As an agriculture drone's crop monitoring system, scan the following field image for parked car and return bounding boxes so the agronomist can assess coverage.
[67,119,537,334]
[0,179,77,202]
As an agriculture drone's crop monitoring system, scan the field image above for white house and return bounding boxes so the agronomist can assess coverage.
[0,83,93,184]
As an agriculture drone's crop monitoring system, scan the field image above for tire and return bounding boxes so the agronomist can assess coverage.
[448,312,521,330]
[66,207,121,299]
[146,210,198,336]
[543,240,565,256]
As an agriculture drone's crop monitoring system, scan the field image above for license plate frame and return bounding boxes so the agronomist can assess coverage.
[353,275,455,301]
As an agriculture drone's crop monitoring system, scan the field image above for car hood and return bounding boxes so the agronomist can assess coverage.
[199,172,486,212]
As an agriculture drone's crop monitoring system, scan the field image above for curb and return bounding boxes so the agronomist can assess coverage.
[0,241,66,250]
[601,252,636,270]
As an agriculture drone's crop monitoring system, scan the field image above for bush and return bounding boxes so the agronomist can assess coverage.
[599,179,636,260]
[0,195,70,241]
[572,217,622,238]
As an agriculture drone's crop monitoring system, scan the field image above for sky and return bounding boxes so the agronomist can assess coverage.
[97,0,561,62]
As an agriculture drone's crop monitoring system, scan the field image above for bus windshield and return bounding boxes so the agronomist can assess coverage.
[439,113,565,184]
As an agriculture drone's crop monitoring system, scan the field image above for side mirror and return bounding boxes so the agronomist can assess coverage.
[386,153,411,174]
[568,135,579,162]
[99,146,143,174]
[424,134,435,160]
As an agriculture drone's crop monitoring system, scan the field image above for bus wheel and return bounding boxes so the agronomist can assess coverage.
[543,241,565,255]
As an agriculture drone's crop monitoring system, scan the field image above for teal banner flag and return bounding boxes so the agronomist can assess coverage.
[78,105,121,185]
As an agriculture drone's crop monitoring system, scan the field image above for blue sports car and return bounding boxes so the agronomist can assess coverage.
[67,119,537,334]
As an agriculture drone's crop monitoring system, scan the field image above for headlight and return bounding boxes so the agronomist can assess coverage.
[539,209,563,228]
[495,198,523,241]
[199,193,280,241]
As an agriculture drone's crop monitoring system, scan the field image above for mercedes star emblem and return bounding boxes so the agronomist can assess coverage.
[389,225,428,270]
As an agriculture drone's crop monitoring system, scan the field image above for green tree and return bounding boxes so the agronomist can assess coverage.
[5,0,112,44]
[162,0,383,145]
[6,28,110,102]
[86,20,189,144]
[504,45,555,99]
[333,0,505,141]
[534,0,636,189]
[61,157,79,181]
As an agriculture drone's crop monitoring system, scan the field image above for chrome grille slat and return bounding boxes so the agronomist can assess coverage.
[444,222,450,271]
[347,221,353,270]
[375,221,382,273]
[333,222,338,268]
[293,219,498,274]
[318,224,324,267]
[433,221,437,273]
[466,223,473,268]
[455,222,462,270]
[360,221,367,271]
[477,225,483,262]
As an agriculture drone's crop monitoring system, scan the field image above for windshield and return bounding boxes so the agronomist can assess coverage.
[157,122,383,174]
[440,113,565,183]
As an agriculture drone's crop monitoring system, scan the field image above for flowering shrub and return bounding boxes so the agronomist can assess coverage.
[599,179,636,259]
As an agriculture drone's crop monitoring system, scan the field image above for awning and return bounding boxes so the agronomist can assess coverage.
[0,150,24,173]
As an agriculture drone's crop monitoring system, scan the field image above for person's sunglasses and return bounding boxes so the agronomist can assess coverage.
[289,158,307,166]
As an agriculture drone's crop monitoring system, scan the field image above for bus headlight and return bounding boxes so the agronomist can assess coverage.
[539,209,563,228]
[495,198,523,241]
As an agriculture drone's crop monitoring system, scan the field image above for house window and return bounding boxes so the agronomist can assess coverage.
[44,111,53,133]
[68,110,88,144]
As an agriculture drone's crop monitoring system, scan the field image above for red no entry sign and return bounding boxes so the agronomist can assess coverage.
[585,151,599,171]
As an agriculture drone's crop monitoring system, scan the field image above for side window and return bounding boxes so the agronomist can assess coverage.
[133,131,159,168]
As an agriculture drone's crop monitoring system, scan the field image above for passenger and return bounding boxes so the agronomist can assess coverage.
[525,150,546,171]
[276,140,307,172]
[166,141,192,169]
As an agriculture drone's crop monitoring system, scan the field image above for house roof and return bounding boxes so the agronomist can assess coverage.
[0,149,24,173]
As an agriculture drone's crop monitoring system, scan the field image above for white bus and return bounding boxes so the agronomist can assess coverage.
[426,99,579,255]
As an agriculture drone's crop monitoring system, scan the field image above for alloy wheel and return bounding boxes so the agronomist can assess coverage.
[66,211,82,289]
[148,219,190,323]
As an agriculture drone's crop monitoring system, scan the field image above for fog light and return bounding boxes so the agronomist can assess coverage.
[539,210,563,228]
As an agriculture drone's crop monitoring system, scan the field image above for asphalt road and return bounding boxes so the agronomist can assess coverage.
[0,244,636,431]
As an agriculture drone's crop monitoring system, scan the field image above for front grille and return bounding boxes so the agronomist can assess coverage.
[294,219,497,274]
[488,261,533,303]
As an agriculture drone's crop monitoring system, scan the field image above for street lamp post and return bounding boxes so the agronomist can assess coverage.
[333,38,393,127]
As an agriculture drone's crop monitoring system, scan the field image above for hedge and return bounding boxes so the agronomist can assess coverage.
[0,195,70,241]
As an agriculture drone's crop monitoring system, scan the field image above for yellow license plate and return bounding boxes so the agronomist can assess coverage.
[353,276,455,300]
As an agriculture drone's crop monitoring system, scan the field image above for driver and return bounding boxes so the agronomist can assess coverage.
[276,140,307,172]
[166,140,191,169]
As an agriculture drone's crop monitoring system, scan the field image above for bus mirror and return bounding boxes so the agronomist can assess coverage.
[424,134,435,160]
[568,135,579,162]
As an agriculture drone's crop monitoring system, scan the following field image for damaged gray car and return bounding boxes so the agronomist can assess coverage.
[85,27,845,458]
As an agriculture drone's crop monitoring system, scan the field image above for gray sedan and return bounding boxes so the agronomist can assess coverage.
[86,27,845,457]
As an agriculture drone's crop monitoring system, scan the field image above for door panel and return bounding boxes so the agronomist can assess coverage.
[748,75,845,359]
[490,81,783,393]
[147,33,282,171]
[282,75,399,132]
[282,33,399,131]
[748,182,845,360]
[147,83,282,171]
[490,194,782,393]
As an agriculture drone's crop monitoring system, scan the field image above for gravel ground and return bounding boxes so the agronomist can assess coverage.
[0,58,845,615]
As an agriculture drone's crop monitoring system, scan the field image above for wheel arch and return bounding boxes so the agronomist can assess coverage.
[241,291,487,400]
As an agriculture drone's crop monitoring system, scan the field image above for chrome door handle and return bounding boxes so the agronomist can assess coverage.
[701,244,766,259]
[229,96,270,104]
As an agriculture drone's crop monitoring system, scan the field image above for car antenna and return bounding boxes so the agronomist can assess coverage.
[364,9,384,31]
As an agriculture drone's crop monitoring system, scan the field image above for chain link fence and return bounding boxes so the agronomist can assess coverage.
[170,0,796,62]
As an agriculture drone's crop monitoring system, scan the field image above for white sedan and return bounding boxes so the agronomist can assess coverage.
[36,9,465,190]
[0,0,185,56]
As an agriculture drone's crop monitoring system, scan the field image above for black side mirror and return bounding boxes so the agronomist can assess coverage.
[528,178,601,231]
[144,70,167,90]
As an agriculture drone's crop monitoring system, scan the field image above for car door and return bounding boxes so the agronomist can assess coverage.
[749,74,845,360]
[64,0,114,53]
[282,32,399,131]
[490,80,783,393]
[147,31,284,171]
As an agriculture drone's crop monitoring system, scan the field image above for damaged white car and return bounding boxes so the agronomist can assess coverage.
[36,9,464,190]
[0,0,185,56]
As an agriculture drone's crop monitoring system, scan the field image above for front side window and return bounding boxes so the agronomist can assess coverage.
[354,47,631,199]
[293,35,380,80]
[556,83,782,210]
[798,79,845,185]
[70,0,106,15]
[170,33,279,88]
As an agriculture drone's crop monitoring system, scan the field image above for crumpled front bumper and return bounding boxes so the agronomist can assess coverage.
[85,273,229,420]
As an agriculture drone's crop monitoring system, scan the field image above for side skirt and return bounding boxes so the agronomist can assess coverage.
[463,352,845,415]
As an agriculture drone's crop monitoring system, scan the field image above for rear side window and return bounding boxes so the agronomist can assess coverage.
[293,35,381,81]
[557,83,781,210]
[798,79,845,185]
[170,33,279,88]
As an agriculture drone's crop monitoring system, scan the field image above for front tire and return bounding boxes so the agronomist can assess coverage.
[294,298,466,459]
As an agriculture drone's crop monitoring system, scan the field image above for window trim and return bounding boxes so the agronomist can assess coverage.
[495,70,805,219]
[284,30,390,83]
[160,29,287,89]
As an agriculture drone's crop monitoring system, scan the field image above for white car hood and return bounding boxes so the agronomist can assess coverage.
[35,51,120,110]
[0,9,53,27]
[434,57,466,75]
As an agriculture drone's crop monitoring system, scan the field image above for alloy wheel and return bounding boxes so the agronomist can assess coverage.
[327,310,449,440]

Stated task: Render the entries from the line with "above for bush" up to and including the line with "[439,113,565,184]" as a Markdown table. Use the columns No. and Text, with one numbered row per line and blank lines omitted.

Solution to this problem:
| No. | Text |
|---|---|
| 1 | As an agriculture drone's crop monitoring system, scan the field image above for bush and return bounding boxes so the agronomist can assess coverage. |
| 2 | [599,179,636,260] |
| 3 | [0,195,70,241] |
| 4 | [572,217,622,238] |
| 5 | As an agriculture drone's crop monitoring system, scan the field image above for sky and return bounding boxes so the agronomist can assess coverage. |
| 6 | [97,0,561,62] |
| 7 | As an agriculture drone's crop monitoring system, scan the field image above for bus windshield and return bounding boxes so the agronomist can assess coverage. |
| 8 | [439,113,565,184] |